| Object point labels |
= = = = = = =
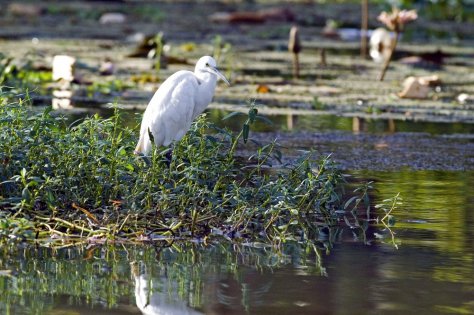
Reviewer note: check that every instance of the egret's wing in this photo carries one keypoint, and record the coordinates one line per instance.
(169, 113)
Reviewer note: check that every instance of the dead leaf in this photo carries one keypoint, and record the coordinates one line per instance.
(413, 87)
(263, 89)
(87, 213)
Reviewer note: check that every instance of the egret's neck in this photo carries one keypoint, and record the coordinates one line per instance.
(207, 85)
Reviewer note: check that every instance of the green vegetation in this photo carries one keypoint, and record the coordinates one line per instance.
(83, 181)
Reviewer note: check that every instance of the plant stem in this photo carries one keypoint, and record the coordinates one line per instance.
(390, 54)
(364, 28)
(296, 66)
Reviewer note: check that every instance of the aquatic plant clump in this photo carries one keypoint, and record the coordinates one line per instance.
(83, 181)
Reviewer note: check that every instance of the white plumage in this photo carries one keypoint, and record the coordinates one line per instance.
(177, 102)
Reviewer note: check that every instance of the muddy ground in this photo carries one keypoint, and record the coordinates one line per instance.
(254, 57)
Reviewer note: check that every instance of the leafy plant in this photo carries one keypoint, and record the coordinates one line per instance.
(83, 181)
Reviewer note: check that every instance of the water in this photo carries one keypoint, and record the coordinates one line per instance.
(432, 271)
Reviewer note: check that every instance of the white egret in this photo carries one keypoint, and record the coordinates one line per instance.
(177, 102)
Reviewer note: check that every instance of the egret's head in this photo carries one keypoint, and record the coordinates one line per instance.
(208, 64)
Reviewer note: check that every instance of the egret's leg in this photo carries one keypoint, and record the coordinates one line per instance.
(168, 154)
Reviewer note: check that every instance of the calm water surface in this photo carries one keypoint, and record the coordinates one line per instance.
(432, 271)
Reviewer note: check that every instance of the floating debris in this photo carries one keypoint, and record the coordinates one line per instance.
(380, 45)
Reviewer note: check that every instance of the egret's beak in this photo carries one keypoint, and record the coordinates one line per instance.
(220, 75)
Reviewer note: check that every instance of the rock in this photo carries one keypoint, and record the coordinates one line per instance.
(465, 98)
(63, 68)
(261, 16)
(418, 87)
(25, 9)
(107, 67)
(113, 18)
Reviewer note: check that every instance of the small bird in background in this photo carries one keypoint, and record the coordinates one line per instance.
(177, 102)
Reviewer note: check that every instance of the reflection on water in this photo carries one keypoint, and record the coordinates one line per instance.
(432, 272)
(158, 294)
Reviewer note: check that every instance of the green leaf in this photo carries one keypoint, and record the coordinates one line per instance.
(26, 195)
(348, 202)
(231, 115)
(264, 119)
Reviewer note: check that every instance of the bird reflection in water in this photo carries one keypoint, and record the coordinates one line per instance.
(221, 293)
(159, 295)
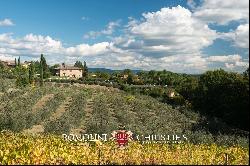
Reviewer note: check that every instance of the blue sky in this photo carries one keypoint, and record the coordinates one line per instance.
(180, 36)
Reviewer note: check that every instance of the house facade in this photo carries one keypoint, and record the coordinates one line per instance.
(69, 71)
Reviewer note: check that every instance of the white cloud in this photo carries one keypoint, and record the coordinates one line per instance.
(240, 36)
(110, 28)
(6, 22)
(222, 12)
(172, 30)
(224, 58)
(171, 39)
(88, 50)
(84, 18)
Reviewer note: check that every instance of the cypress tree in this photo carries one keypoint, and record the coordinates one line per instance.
(41, 69)
(18, 62)
(85, 70)
(31, 73)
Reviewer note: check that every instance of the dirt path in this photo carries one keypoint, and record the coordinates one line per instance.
(39, 105)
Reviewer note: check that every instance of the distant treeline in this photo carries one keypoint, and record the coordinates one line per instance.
(218, 93)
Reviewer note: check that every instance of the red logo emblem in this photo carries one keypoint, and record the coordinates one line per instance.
(122, 136)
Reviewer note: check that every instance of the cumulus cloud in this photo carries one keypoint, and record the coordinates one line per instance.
(6, 22)
(171, 39)
(172, 31)
(240, 36)
(33, 45)
(222, 12)
(110, 28)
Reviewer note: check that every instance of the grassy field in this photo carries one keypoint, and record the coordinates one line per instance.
(35, 119)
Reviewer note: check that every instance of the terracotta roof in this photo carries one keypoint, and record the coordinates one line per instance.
(68, 68)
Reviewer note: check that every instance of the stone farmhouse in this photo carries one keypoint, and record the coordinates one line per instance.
(69, 71)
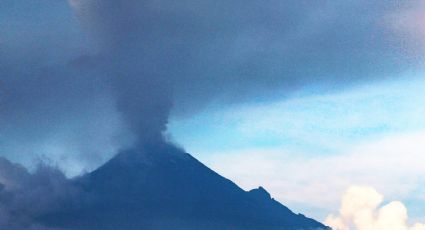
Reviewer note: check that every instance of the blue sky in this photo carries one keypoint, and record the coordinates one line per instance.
(304, 97)
(277, 137)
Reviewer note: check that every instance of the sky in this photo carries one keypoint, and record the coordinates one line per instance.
(307, 98)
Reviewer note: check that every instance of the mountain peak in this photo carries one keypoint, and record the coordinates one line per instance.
(162, 187)
(260, 192)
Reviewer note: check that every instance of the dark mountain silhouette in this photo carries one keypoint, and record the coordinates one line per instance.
(161, 187)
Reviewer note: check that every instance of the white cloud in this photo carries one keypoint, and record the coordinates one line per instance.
(360, 211)
(393, 165)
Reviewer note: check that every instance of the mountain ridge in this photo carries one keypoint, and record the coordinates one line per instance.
(163, 187)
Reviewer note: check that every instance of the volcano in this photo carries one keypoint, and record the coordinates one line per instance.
(160, 187)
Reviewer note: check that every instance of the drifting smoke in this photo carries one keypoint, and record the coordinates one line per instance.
(360, 210)
(108, 73)
(92, 86)
(25, 197)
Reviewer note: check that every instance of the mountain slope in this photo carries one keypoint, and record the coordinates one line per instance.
(161, 187)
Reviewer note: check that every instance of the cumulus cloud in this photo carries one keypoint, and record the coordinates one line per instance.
(389, 164)
(360, 210)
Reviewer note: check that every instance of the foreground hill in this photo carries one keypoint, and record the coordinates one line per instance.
(161, 187)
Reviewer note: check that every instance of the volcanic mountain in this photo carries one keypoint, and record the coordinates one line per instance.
(160, 187)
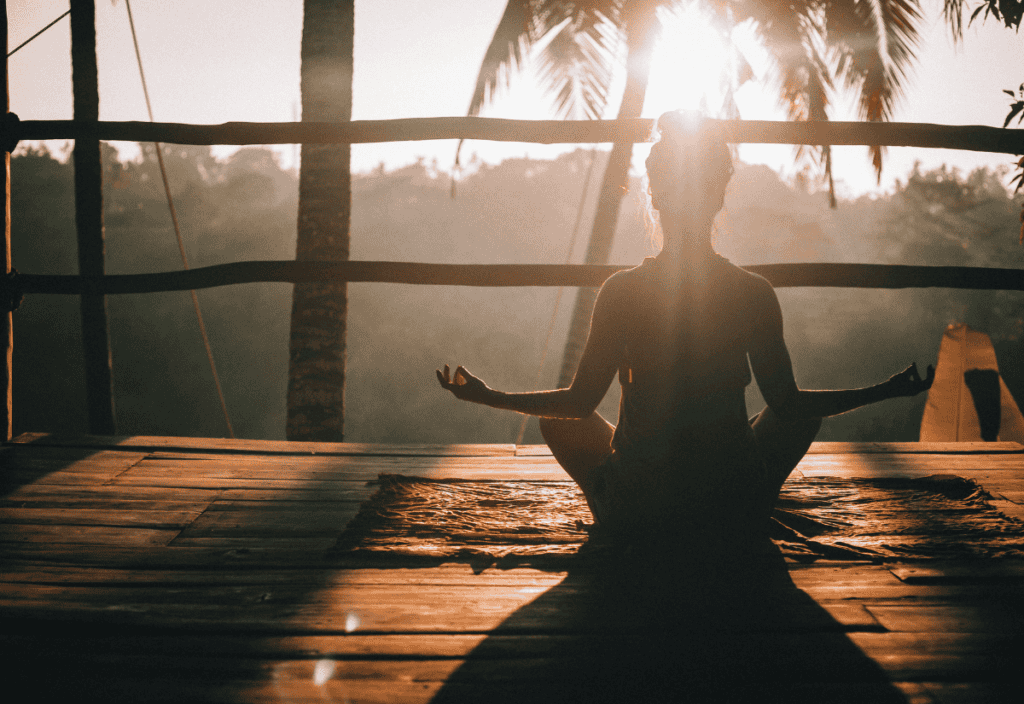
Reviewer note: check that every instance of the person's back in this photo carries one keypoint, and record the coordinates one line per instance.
(683, 332)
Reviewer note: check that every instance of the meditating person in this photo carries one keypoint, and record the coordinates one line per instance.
(679, 330)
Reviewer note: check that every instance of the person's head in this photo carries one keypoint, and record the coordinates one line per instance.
(688, 168)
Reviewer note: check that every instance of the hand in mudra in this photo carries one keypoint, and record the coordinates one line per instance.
(909, 383)
(464, 385)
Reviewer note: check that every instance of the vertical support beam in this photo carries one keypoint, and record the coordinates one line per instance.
(89, 218)
(6, 320)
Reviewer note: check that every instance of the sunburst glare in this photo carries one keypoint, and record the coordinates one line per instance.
(692, 63)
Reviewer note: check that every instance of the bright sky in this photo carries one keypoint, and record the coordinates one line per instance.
(217, 60)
= = = = = = =
| Stated exercise |
Give the data again exactly as written, with all pictures left out.

| Exercise result |
Reviewer note: check that every instance of the egret's wing in this photo carries one keypoint, and record the coordinates one line per instance.
(169, 113)
Reviewer note: check that every instance of the dead leaf in this photo carries one keypoint, and record the coordinates one line per instance.
(413, 87)
(263, 89)
(87, 213)
Reviewer note: check that every instance of the egret's neck in this photo carries one keypoint, and record the coordinates one line per instance.
(207, 85)
Reviewer note: check that every instance of the green vegetation in this photo carries one keypoint, and record the coordinates one line per instance.
(83, 181)
Reviewer note: check that every instance of the plant stem in this photo carries one keypoint, and record the coordinates one line per instance.
(390, 54)
(364, 28)
(296, 66)
Reviewer note: check that every instance of the aquatic plant clump in this photo carries one keypoint, and record the coordinates one line per instance.
(83, 181)
Reviewer note: check that every instance of the white plumage in this photo carries one keypoint, and record the coordinates one line per instance.
(177, 102)
Reviewer note: check that every instance of the muddy ground in this photo carries one keypoint, and record the coordinates one line per instance.
(254, 57)
Reviewer note: check that every instance of the leafy plant in this photo carries one keypoint, and record the coordinates one line per instance.
(83, 181)
Reviewer note: check that every instance of the water in this photo carries one keypoint, and record the coordinates one line per instance.
(432, 271)
Reviewer note: check that every instance of the white egret in this photo carries one keypoint, and record the coordinates one line per instance.
(177, 102)
Reviewer note: check that every instance of the egret's head in this photo carries one keypoint, and record the coordinates one line per instance.
(208, 64)
Reviewer note: check that every instance of the egret's leg in this photo carries one keypoint, and record the coordinates one line per instance.
(168, 154)
Reviewer note: check that every instance of the calm water surface in this photo carries one keypoint, and record the coordinates one line per instance.
(432, 271)
Reviewer note: check that every instance of the floating debris in this photo carries one keypoint, and record the coordinates one line per instance.
(380, 45)
Reviewer note: check that every instance of the egret's beak in this photo carries one keypoint, and record the coordinates one line per instance.
(220, 75)
Reviewer note: check that every instance of the rock in this photo carries one keypoint, and record the coordinates one line per instance.
(465, 98)
(63, 68)
(261, 16)
(418, 87)
(25, 9)
(107, 67)
(113, 18)
Reviewer note: check that every instance of the small bird in background in this photo carries one keypoint, and record the coordinates one line per instance.
(177, 102)
Reviewer note: check that every instance of the reflection on water in this photo carries one keypoint, and record the coordinates one line per instance.
(432, 272)
(158, 294)
Reviewer note: check that every instance of the green leaf in this photo carries one keypoint, and record the coordinates one line per instance.
(26, 195)
(348, 202)
(231, 115)
(264, 119)
Reviewer note: check that every instance of the bird reflection in water in this photo carries one keypoint, and record the coordinates one line per instance.
(221, 293)
(159, 295)
Reviewer note: check that every instance of the blue sky in this photo carries one keypoint, and record the coordinates one line per instance.
(180, 36)
Reviewer note: check that every instance of the house facade in this photo carries one keypoint, and record the coordinates one line per instance.
(69, 71)
Reviewer note: check that every instance of the white cloud in this photo carries one keypoint, and record the coordinates one line per instance.
(240, 36)
(110, 28)
(6, 22)
(222, 12)
(172, 30)
(224, 58)
(171, 39)
(88, 50)
(84, 18)
Reviewer note: check that every instance of the cypress tree in this photo carries one keypoint, and record the coordinates one line per instance.
(41, 69)
(18, 62)
(85, 70)
(31, 73)
Reviewer note: check that every instance of the dirt path in this photo carries one keypoint, and record the coordinates one line per instance.
(39, 105)
Reviewer note: check that every instance of the distant treeline in this photo carries one keypoint, and record the coordinates one line per instance.
(218, 93)
Reviewer note: check that every instance of the red logo emblem in this photo carries one keypoint, and record the coordinates one line per instance.
(122, 136)
Reviewer note: check that every instance of the cumulus cloud in this photo carries one keypoint, and record the coordinates one line per instance.
(6, 22)
(171, 39)
(172, 31)
(240, 36)
(33, 45)
(222, 12)
(110, 28)
Reviewer note: check that every instance of the grassy field in this photo carries one keypoint, and record the coordinates one line per instance.
(35, 119)
Reviewer note: check that every instance of the terracotta roof in this photo carries one keypoint, and record the coordinates one line per instance.
(68, 68)
Reviewer note: check that every instance of the stone farmhouse in this photo carries one keypoint, and record the coordinates one line per instance.
(69, 71)
Reviewer note: check that every instance of the blue sky in this photo carries one keypoint, and record the coordinates one line per instance.
(304, 97)
(277, 137)
Reviewer note: check that every instance of the sky in this photo carries one keypoint, and record the coordinates one line per instance.
(307, 98)
Reviewer note: check that every instance of the mountain peak in this photo carries one keypoint, and record the coordinates one line per instance.
(162, 187)
(260, 192)
Reviewer note: check that every instance of the dark mountain silhouette in this photo carries one keypoint, and record the coordinates one line per instance.
(161, 187)
Reviewer note: check that every instance of the white cloud in this photo carries one keypoint, and record the coordinates one line per instance.
(360, 211)
(393, 165)
Reviewer note: check that every instance of the mountain ridge in this photo carries one keypoint, and record the coordinates one line per instance.
(163, 187)
Reviewer note: check that every instance of the volcano in this photo carries one keypoint, and record the coordinates one line per instance.
(160, 187)
Reviewer note: check that every instance of the drifting smoke in this photo carries one keypoint, and record the coordinates one line per instance.
(360, 210)
(108, 73)
(92, 86)
(25, 197)
Reviewer note: check that every instance of the mountain slope in this photo carries one keypoint, and record the coordinates one line per instance.
(161, 187)
Reviewer note: check that every instance of the cumulus cloud in this photo carries one keypoint, and record the coordinates one line per instance.
(389, 164)
(360, 210)
Reviewer note: check that every instance of the foreground hill in this photo carries one keypoint, and record the coordinates one line per instance.
(161, 187)
Reviewer note: check that every instance of the volcanic mountain in this photo carries one keypoint, and record the coordinates one line per instance.
(160, 187)
Reviewer note: check that every instance of the person's back in this photo carries one keypoint, and record the coordinates one line per instance.
(683, 332)
Reviewer note: check that every instance of the meditating person in this photo carries one keypoint, and record the coordinates one line per instance.
(679, 330)
Reviewer note: check that every instance of the person's head in this photo carries one keypoint, and record the coordinates one line per instance.
(688, 168)
Reviewer note: check that every instance of the hand in mudra in this photo carries one keypoint, and record the coordinates one line per instance.
(909, 383)
(464, 385)
Reviewer note: check that every instance of the vertical support beam in this photo carries one keypoint, and record the coordinates one line per instance.
(89, 218)
(6, 320)
Reviewer note: check that every instance of the sunburst glare in this photo carries one keypoint, and record the coordinates one line per instance.
(692, 63)
Reviewer note: check that every instance of the bright sky in this photo carries one keypoint, and record the coordinates one line per instance.
(217, 60)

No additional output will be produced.